▶ [Source text]
-- -- --

Winter weather brings a holiday to some students, cold feet to others
WILLMAR -- A two-day winter storm gave thousands of area students an extended holiday, but for many others it offered only cold feet. Power was restored before noon Tuesday for rural electric consumers with the Minnesota Valley Power and Light As...
WILLMAR -- A two-day winter storm gave thousands of area students an extended holiday, but for many others it offered only cold feet.
Power was restored before noon Tuesday for rural electric consumers with the Minnesota Valley Power and Light Association serving portions of Chippewa, Yellow Medicine and Lac qui Parle counties. Crews worked through the night Monday into Tuesday morning to make it possible, according to John Williamson, manager of operations for the rural electric cooperative.
Williamson said the decision to "bust the wind'' and continue restoration efforts in the heart of the storm paid off. He said the crews would return to the field today for continued storm-related maintenance, but customers should not experience any outages.
At its worst, the storm knocked out power to an estimated 2,000 of the cooperative's consumers on Monday night. Overall, nearly all 5,000 of the cooperative's rural consumers experienced some interruption in service through the course of the storm.
The storm knocked down transmission line poles and coated many power lines with ice. Winds gusting at over 40 miles an hour whipped the ice-coated lines, causing them to "dance'' and interrupt service throughout portions of the network, he said.
The winds and ice-compacted roads led to dozens of school cancellations in the region. Superintendent Robert Munsterman, Lac qui Parle Valley, said the decision to call the district's second snow day of the season was made shortly after daylight on Tuesday.
Munsterman said strong winds whipped the 5 inches of snow that fell in the Madison area into hard-packed drifts on rural roads. Visibility was very limited, and plows were not going to open rural roads until the winds subsided, he added.
Sheriff Scott Mattison of Swift County described travel conditions on Tuesday as "treacherous'' on some roads in the western portion of the county.
The roads were coated by compacted ice and visibility was extremely limited due to blowing snow, he said.
The worst travel conditions in this region were found on roads west and south of Clara City, according to Denny Marty with the Minnesota Department of Transportation's District 8 office in Willmar.
Marty said plows were to return to the roads at 3 a.m. today to continue cleaning up after the storm.
Plows will have a difficult time removing the compacted ice and snow that still covers roads west and south of Clara City, he warned. Today's forecast calls for continued snow in the area, which already saw 4 to 6 inches fall Monday.
Winds on Tuesday were whipping as much as 6 inches of snow that fell in Montevideo. Snowfall amounts ranged from 4 to 5 inches in the Granite Falls to Madison area. Snowfall amounts to the east were less, with totals from 1 to 2.5 inches in the Willmar to Litchfield area.

-- -- --

▶ [Raw data]

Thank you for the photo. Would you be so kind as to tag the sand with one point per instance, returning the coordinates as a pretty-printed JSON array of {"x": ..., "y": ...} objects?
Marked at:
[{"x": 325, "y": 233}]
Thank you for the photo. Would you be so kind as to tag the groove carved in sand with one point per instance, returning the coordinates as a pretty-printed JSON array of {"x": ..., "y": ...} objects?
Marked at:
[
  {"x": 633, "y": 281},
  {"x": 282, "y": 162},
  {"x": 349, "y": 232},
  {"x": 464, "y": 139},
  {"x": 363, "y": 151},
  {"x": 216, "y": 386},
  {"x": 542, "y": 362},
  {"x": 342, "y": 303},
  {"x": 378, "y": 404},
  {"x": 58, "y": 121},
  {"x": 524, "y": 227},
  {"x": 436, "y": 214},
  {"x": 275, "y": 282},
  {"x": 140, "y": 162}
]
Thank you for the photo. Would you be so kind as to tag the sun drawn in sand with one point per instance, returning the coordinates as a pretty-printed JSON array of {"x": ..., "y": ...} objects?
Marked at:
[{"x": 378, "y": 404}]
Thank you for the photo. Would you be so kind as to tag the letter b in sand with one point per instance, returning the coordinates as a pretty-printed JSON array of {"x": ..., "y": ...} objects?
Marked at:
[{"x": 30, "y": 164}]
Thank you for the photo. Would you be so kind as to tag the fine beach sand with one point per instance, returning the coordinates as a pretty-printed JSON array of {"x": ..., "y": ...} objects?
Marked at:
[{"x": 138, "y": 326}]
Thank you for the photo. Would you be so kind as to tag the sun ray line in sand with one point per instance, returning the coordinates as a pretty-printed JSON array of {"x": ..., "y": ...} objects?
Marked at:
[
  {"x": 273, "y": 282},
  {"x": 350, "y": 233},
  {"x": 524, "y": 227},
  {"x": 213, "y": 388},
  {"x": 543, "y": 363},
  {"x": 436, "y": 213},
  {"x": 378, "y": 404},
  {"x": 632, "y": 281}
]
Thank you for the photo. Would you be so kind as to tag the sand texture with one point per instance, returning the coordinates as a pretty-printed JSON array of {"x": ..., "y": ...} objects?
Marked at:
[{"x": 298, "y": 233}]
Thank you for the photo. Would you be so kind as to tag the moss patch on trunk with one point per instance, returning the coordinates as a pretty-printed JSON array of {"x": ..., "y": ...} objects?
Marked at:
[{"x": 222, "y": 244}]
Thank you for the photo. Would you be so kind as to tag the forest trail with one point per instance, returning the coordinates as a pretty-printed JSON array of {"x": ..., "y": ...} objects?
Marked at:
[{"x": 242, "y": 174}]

-- -- --

▶ [Work order 1] In the winter storm article, about how many of the cooperative's consumers lost power when the storm was at its worst?
▶ [Work order 2] Translate this sentence from the winter storm article into Spanish: "The roads were coated by compacted ice and visibility was extremely limited due to blowing snow, he said."
▶ [Work order 3] Write the next few paragraphs of the winter storm article, picking up after its last sentence.

▶ [Task answer 1] An estimated 2,000 consumers.

▶ [Task answer 2] Las carreteras estaban cubiertas de hielo compactado y la visibilidad era extremadamente limitada debido a la nieve que soplaba el viento, dijo.

▶ [Task answer 3]
Motorists on city streets in Willmar found "normal, winter-type conditions,'' according to Mel Odens, public works director in Willmar. He said the city spread sand and salt on the roads before the temperatures fell on Monday and were able to prevent a buildup of ice. A snow emergency was declared for early Wednesday morning to allow plowing crews to clear the downtown area starting at 2 a.m. Crews from the Kandiyohi County Highway Department began plowing 1,150 miles of county and township roads at 5 a.m. Tuesday. Aside from occasional snow drifts alongside groves of trees and intermittent slippery spots, the roads were in good shape, said Dave Fritz, maintenance engineer.
"South of Willmar was the slipperiest," said Fritz. Wind in that part of the county affects road conditions more than the northern areas, he said.
With all of the department's 22 vehicles on the road, it took crews about six hours to cover the territory. "It was just a matter of cleaning them up," he said. "We lucked out."
Kandiyohi County Sheriff Dan Hartog said there had been no accidents reported in the county Tuesday morning. "So far it's been good," said Hartog.
With school and events cancelled throughout the region, many motorists were heeding advice to avoid unnecessary travel and stay off the roads. Barry Johannides, manager of Prairie's Edge Casino Resort, said the poor travel conditions meant business slowed on Monday.
The storm never dimmed the lights at Prairie's Edge, however. At the request of Minnesota Valley Power and Light, Prairie's Edge fired up its backup generators and continued its operations unimpeded through the storm.
Johannides said the storm led many customers and some employees on Monday to stay in the motel and wait for better travel conditions on Tuesday.
That's exactly what was on the mind of some 40-plus truck drivers who parked their rigs on Monday evening at Donner's Crossroads in Clara City. Manager Tony Donner said truck drivers heading west began pulling their rigs in for the night at 3 p.m. Monday. They were back on the road at daybreak on Tuesday.
"I hope this isn't a sign of things to come or it will be a long winter,'' said Donner.
One of the truckers called Donner back after reaching his home outside of Watertown, S.D. The trucker said he arrived home only to learn he would be without electricity for five days due to the downed power lines in that area.
-- Staff Writer Carolyn Lange contributed to this story.